By Ana Berbel, Distribution Manager
On Sept. 21, West Liberty’s nursing program held the annual white coat ceremony marking the third-year and BA-BS to BSN students’ transition into the professional field.
This year, 25 junior nursing students donned their white coats as well as 10 students in the initial BA-BS to BSN program.
“Several years ago, the Arnold P. Gold Foundation and the American Association of Colleges of Nursing joined forces to encourage nursing programs around the country to begin White Coat Ceremonies and to emphasize compassion as a necessary attribute of health care professionals,” said Dr. Rose Kutlenios, who is the nursing program director for the College of Science. “In the Fall of 2015, the West Liberty Nursing Program obtained a $1,000 grant from the Arnold P. Gold Foundation to begin the tradition of a Nursing White Coat Ceremony.”
The keynote speaker this year was Scot Malson, Director of Nursing at Ohio Valley Medical Center and an alumnus of West Liberty’s nursing program. During the ceremony, students were called onto the stage to receive their white coats.
“The officers of the Student Nurses Association, Kimber Boord, Jennifer Crowe, and Rose Frashure, assisted each student with donning the white the white lab coat,” explained Kutlenios. “These same SNA officers then led the junior nursing students in the recitation of the White Coat Ceremony Oath in which they pledge to accept the duties and responsibilities that embody the nursing profession.”
• • • •
- _Things to do_
(A) Duplicate the white coat ceremony text word for word, everything from "This year, 25" down to "their white coats.".
(B) Pick up the white coat ceremony text after its last sentence and keep it going.
The rows that come next have nothing to do with the white coat ceremony text.
• • • •
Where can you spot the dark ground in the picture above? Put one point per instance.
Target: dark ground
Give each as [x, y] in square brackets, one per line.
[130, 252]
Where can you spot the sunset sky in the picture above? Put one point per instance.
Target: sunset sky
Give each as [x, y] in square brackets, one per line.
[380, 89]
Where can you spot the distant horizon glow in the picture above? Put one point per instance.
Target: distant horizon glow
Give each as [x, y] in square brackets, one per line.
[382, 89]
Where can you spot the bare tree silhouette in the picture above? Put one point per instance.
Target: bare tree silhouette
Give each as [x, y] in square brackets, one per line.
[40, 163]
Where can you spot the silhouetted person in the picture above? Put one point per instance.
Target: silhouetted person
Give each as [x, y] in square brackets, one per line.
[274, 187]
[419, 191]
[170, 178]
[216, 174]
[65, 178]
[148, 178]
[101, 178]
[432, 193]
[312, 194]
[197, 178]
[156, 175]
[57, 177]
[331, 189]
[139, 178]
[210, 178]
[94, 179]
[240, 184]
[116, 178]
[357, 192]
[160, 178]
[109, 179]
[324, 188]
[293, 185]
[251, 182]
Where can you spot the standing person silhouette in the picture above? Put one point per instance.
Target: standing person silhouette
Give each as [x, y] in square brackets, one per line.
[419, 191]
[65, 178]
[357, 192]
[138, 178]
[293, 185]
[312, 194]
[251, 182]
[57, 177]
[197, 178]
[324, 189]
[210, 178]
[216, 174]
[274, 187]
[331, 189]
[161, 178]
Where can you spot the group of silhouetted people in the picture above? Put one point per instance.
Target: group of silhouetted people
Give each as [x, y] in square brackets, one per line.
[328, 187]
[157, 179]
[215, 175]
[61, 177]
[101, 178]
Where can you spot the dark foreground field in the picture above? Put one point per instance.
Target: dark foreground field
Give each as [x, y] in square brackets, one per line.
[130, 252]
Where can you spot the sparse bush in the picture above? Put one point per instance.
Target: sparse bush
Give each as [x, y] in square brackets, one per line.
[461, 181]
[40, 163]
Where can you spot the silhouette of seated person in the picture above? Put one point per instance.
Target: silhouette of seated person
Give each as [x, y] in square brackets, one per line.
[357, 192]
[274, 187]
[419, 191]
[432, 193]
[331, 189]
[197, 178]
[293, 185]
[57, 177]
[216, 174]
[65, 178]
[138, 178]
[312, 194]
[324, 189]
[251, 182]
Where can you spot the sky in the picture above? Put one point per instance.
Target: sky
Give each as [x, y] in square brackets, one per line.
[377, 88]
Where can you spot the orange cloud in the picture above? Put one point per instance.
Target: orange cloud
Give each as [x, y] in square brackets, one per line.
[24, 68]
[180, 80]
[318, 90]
• • • •
- _Expected results_
(A)
This year, 25 junior nursing students donned their white coats as well as 10 students in the initial BA-BS to BSN program.
“Several years ago, the Arnold P. Gold Foundation and the American Association of Colleges of Nursing joined forces to encourage nursing programs around the country to begin White Coat Ceremonies and to emphasize compassion as a necessary attribute of health care professionals,” said Dr. Rose Kutlenios, who is the nursing program director for the College of Science. “In the Fall of 2015, the West Liberty Nursing Program obtained a $1,000 grant from the Arnold P. Gold Foundation to begin the tradition of a Nursing White Coat Ceremony.”
The keynote speaker this year was Scot Malson, Director of Nursing at Ohio Valley Medical Center and an alumnus of West Liberty’s nursing program. During the ceremony, students were called onto the stage to receive their white coats.

(B)
Nursing students work hard through their college career and the White Coat ceremony is a way of welcoming them into the field and congratulating them for their hard work.
This year, students were welcomed into their roles as student nurses by President Stephen Greiner, Dean Robert Kreisberg, and Program Director Kutlenios.
“To me, the white coat ceremony signifies a beginning for students not only in the hospital, but as a step in the right direction towards the future. The ceremony is about entering our desired profession of nursing,” explained nursing student Kelsey Newman.
“Being a nursing major is not only physically but mentally exhausting. It’s definitely a lot of paperwork. Being able to think critically about scenarios is what I find the most difficult,” said Newman. “I love being able to work in the clinical lab, as well as take care of real people at the hospital. Even though the program is very demanding, I try my best to take it week by week.”